■ **Aim**:
Copy each of the following records word for word, changing nothing.

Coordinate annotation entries
.....

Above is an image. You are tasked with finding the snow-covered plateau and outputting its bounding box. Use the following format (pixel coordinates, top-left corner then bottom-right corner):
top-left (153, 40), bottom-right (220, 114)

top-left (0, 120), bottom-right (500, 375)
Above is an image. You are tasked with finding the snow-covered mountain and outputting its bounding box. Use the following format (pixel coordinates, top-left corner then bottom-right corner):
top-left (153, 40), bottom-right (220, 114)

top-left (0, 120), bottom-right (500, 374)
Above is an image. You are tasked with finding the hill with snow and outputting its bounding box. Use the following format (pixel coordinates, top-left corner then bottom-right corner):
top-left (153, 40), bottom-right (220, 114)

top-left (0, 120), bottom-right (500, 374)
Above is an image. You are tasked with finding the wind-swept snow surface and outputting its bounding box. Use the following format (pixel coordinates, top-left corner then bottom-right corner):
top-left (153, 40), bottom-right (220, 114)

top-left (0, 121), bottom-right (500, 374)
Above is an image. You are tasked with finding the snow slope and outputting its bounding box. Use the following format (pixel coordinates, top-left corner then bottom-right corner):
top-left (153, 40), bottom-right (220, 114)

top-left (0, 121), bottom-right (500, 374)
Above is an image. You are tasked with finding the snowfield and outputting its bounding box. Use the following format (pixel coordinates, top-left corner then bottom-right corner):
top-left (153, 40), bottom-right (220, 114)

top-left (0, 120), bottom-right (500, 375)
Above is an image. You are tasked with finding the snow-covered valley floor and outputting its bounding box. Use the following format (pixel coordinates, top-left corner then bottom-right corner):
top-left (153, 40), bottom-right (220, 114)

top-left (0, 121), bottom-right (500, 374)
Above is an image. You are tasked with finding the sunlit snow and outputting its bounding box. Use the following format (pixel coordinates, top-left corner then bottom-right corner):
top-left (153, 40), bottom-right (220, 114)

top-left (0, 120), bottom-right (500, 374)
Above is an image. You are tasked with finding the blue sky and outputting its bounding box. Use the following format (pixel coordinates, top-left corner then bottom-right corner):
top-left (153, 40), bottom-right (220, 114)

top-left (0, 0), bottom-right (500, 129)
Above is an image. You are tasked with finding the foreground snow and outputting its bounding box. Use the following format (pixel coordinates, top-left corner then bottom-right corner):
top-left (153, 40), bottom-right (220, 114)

.....

■ **Solution for this task**:
Above is an image. You are tasked with finding the snow-covered plateau and outputting its bounding box. Use the following format (pixel coordinates, top-left corner then bottom-right corner):
top-left (153, 40), bottom-right (220, 114)

top-left (0, 120), bottom-right (500, 375)
Above is an image. You are tasked with finding the snow-covered mountain and outputting its bounding box. Use the following format (pixel coordinates, top-left corner then bottom-right corner):
top-left (153, 40), bottom-right (220, 114)

top-left (0, 120), bottom-right (500, 374)
Above is an image. You are tasked with finding the hill with snow and outputting its bounding box. Use the following format (pixel coordinates, top-left corner then bottom-right corner):
top-left (153, 40), bottom-right (220, 114)

top-left (0, 120), bottom-right (500, 374)
Above is an image. You are tasked with finding the wind-swept snow surface and outputting its bounding box. Use the following format (pixel coordinates, top-left corner then bottom-right corner):
top-left (153, 40), bottom-right (220, 114)

top-left (0, 121), bottom-right (500, 374)
Above is an image. You are tasked with finding the snow slope and outputting its bounding box. Use the following format (pixel coordinates, top-left corner then bottom-right corner):
top-left (153, 40), bottom-right (220, 114)

top-left (0, 121), bottom-right (500, 374)
Above is an image. You are tasked with finding the snowfield and outputting its bounding box. Use the following format (pixel coordinates, top-left corner then bottom-right corner):
top-left (153, 40), bottom-right (220, 114)

top-left (0, 120), bottom-right (500, 375)
Above is an image. You are tasked with finding the snow-covered valley floor and outputting its bounding box. Use the following format (pixel coordinates, top-left corner then bottom-right corner):
top-left (153, 40), bottom-right (220, 114)

top-left (0, 121), bottom-right (500, 374)
Above is an image. You are tasked with finding the sunlit snow and outputting its bounding box. Use the following format (pixel coordinates, top-left corner then bottom-right corner):
top-left (153, 40), bottom-right (220, 114)

top-left (0, 120), bottom-right (500, 374)
Above is an image. You are tasked with finding the blue sky and outputting its bounding box. Use the following format (pixel coordinates, top-left corner then bottom-right corner):
top-left (153, 40), bottom-right (220, 114)

top-left (0, 0), bottom-right (500, 129)
Above is an image. You are tasked with finding the foreground snow and outputting its bounding box. Use the following format (pixel coordinates, top-left corner then bottom-right corner):
top-left (153, 40), bottom-right (220, 114)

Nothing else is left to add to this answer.